Render the data as a JSON list of strings, one string per line and no blank lines, from the line containing "of the leaf-covered" up to and including the line containing "x=142, y=141".
-- START --
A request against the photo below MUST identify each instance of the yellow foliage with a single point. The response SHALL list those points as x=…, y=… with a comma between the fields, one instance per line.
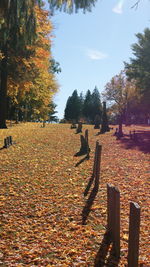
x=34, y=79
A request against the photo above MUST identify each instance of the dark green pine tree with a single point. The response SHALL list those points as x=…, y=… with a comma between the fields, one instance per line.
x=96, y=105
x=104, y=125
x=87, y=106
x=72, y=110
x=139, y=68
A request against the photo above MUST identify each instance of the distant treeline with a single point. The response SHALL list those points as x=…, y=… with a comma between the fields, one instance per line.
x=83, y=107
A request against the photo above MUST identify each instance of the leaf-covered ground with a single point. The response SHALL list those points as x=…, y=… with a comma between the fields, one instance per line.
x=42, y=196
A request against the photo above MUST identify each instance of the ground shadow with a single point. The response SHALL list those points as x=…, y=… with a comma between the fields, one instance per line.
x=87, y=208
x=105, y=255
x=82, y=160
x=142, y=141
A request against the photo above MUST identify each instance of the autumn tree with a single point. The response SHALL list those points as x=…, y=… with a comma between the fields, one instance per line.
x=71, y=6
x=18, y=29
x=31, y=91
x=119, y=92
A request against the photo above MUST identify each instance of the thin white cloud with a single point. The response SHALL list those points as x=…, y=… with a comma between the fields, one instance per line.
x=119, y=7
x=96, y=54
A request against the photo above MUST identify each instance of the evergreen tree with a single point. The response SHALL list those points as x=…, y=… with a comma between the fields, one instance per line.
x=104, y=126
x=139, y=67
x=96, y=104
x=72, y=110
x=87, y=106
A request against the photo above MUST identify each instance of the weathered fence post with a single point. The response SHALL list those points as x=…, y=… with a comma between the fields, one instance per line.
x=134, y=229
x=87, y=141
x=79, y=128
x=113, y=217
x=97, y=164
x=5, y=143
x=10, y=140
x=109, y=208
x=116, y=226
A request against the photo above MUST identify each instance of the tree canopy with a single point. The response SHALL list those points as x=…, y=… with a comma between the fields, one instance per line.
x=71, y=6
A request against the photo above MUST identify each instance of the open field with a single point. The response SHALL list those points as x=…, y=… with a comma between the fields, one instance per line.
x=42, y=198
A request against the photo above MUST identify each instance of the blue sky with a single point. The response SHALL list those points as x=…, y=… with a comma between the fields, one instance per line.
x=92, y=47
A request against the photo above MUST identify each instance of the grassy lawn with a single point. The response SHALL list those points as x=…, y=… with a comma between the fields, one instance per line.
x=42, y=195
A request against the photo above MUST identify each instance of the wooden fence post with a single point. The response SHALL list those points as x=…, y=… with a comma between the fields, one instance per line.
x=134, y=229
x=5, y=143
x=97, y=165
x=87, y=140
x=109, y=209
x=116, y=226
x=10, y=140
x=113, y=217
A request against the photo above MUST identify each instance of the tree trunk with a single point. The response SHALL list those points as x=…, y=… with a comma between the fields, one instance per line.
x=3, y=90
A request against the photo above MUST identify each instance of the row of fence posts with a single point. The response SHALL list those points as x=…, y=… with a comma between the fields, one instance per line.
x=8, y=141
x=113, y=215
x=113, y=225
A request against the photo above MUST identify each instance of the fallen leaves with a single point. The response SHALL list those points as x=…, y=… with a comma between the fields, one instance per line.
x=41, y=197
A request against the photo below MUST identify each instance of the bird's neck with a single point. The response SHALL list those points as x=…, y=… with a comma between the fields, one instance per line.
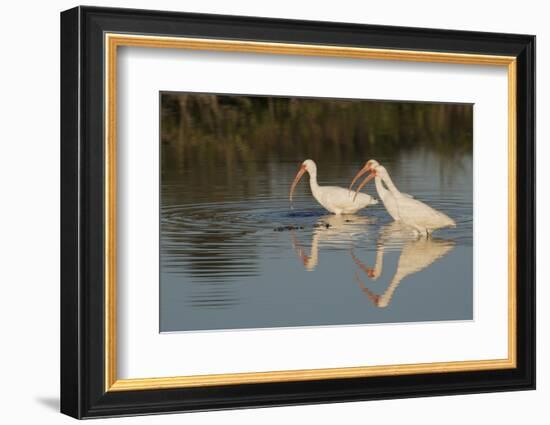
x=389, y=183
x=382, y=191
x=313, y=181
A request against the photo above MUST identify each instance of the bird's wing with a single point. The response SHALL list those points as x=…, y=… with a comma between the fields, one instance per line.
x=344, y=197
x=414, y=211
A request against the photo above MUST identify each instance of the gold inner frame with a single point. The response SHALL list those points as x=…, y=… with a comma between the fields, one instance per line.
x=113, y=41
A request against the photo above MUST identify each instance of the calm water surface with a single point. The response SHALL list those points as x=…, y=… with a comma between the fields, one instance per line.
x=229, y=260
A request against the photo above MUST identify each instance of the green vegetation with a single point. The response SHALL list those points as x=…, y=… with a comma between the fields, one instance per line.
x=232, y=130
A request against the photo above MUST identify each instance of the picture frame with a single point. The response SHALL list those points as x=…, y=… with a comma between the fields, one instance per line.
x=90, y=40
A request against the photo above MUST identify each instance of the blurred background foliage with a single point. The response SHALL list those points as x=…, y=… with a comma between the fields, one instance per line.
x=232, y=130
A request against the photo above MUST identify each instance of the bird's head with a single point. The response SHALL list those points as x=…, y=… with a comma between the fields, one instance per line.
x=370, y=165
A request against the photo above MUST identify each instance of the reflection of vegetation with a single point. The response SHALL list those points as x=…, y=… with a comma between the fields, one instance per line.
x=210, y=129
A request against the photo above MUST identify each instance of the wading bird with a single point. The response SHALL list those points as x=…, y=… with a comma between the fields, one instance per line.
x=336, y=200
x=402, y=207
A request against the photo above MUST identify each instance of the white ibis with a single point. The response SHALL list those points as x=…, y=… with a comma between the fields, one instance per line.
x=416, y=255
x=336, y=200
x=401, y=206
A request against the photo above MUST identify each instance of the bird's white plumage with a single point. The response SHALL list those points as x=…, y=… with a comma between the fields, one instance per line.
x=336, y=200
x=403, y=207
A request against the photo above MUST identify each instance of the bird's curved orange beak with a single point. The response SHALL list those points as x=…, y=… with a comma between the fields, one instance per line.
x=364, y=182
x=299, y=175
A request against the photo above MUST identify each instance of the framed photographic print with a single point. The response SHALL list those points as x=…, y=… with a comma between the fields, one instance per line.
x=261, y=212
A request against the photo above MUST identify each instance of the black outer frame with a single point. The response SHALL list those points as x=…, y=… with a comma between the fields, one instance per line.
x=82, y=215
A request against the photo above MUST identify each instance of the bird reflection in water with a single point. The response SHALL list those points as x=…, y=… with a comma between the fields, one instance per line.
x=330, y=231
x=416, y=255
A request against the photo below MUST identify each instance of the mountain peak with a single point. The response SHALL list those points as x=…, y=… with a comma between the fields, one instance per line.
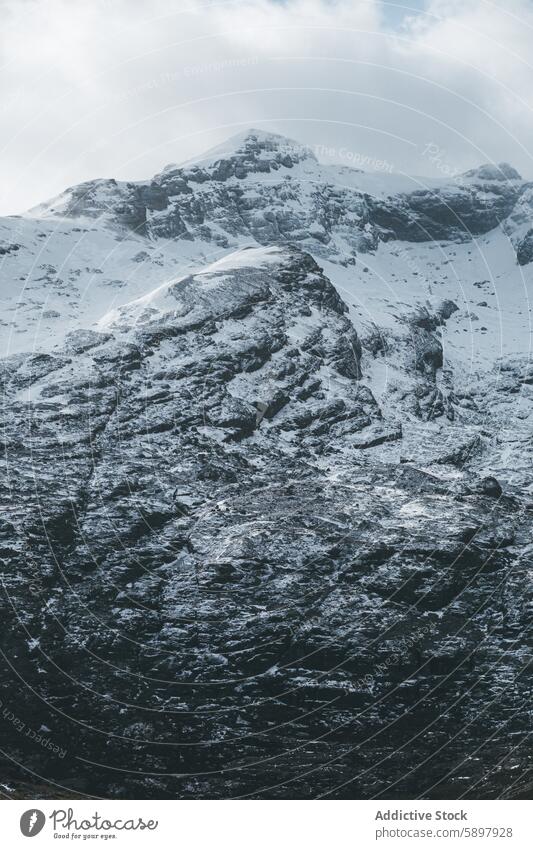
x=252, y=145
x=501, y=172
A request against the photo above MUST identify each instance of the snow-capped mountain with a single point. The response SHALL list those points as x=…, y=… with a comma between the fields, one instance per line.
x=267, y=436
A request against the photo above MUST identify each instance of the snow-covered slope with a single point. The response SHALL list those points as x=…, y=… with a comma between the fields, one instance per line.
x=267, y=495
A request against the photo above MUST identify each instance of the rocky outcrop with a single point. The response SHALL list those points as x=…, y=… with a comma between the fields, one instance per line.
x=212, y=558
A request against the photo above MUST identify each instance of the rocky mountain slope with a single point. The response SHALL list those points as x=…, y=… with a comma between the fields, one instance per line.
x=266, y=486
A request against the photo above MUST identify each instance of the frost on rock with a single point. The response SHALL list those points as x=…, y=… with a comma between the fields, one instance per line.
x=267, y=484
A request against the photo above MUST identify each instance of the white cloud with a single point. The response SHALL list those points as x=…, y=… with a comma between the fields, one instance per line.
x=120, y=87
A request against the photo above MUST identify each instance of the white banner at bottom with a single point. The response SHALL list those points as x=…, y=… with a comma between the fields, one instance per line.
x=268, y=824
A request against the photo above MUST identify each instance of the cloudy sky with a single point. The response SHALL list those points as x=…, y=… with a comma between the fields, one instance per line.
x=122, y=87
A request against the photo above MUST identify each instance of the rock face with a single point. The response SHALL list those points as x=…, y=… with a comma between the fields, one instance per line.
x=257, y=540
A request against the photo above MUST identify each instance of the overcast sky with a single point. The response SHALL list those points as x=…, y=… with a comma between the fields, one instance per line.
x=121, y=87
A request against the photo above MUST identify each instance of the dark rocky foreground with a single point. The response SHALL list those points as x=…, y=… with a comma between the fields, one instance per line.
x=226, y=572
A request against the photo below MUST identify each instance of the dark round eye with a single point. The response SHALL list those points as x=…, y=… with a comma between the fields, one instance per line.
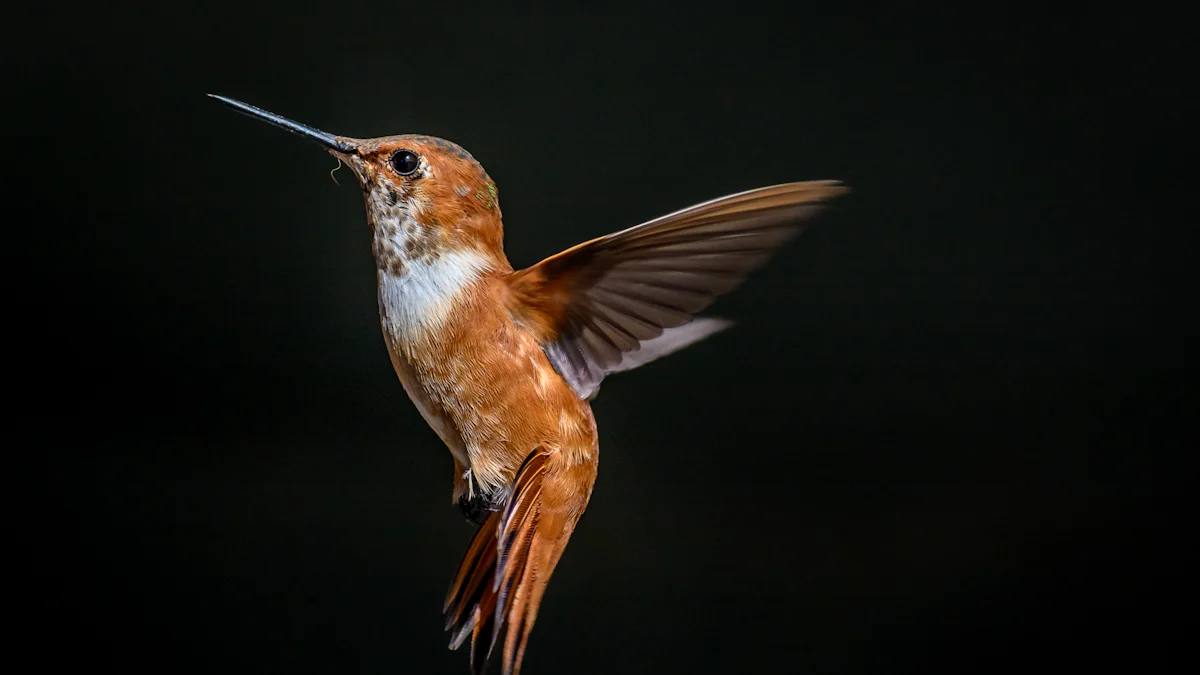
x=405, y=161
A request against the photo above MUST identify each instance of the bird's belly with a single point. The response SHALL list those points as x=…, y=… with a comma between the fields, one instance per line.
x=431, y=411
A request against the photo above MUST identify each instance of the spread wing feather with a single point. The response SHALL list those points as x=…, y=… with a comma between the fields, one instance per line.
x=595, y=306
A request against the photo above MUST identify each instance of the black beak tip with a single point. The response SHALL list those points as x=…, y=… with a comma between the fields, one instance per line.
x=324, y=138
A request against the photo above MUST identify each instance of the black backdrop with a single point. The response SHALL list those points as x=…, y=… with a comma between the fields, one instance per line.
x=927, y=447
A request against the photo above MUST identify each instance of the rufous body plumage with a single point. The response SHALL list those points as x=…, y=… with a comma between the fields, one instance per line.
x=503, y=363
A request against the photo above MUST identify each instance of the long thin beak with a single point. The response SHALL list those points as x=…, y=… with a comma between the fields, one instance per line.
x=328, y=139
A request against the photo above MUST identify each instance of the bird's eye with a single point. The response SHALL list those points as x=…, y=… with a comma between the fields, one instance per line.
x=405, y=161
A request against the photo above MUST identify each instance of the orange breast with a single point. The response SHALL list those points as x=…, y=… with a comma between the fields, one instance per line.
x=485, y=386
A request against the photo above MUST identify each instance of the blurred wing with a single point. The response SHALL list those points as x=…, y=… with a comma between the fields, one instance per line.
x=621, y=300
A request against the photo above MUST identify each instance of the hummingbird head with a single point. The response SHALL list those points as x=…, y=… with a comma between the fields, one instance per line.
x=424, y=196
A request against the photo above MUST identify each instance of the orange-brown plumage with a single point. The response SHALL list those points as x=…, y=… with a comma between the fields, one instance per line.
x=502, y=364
-- END --
* _The answer_:
[
  "A request against the photo above MUST identify each instance of the leaf-covered ground with a single point. The response SHALL list those points as x=…, y=… with a comma between the fields, one instance per line.",
  "x=42, y=196",
  "A request against the photo above MUST identify each instance of the ground shadow with a single point. The response SHALL list those points as x=…, y=… with a comma between the fields, one instance per line.",
  "x=87, y=208",
  "x=105, y=255",
  "x=82, y=160",
  "x=142, y=141"
]